Start of GIVEN ENTRIES

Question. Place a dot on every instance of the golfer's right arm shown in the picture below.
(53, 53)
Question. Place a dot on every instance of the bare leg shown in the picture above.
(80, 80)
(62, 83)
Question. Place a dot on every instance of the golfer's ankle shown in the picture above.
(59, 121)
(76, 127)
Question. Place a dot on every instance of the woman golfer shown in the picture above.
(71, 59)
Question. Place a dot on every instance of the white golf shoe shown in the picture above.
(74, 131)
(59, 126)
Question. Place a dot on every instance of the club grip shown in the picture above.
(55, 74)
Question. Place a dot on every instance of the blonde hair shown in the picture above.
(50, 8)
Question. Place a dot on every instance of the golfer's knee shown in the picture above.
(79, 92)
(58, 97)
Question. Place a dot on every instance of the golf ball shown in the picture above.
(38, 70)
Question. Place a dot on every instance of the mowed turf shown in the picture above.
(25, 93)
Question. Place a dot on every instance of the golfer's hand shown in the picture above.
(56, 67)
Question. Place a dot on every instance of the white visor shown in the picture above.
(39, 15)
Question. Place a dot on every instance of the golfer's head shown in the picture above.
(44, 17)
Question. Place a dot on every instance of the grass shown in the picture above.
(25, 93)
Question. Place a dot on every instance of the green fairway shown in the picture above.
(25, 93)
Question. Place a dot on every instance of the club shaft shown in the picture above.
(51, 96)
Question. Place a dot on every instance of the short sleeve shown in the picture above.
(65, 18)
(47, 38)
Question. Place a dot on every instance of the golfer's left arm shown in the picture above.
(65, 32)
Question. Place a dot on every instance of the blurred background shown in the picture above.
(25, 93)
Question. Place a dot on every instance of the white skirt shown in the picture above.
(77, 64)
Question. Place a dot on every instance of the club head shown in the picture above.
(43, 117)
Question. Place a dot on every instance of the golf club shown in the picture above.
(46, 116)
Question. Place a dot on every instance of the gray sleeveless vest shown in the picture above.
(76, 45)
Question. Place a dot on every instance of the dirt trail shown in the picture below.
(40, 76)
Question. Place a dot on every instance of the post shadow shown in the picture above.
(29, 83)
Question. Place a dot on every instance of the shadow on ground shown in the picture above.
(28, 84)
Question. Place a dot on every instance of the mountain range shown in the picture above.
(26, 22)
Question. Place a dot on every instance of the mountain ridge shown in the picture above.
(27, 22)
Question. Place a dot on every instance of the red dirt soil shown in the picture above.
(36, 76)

End of GIVEN ENTRIES
Start of GIVEN ENTRIES

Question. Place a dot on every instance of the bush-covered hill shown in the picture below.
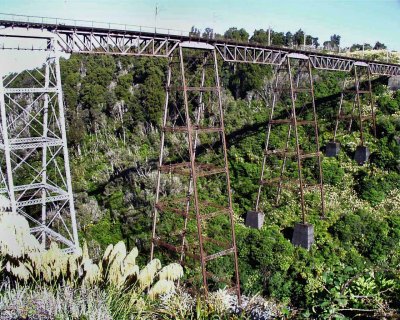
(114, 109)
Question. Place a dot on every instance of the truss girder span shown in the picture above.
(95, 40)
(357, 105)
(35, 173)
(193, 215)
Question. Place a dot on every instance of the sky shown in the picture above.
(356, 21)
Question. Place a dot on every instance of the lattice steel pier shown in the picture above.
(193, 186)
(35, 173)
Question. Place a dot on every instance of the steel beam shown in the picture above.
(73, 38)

End of GIVEN ENTRIES
Start of GIVEN ENTRIES

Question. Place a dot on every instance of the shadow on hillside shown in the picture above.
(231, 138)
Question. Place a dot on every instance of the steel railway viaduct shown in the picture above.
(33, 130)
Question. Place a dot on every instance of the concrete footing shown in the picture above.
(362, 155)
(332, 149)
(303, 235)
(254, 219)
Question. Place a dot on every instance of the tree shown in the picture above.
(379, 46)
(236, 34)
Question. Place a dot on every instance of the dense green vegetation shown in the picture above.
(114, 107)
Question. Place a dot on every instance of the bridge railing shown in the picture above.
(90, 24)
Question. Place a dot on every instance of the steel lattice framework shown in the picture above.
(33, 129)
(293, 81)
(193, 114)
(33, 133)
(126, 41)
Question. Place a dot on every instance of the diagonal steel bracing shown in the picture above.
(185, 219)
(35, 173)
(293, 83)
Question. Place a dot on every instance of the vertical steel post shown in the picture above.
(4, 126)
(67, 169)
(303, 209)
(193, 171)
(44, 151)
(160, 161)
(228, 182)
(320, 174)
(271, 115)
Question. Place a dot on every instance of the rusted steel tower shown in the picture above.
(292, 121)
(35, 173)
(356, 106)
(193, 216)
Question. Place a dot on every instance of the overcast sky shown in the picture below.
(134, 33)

End of GIVEN ENTRIES

[TASK OBJECTIVE]
Count the lines in the data above that contain the string "head", with case counting. Give only the number.

[TASK RESULT]
2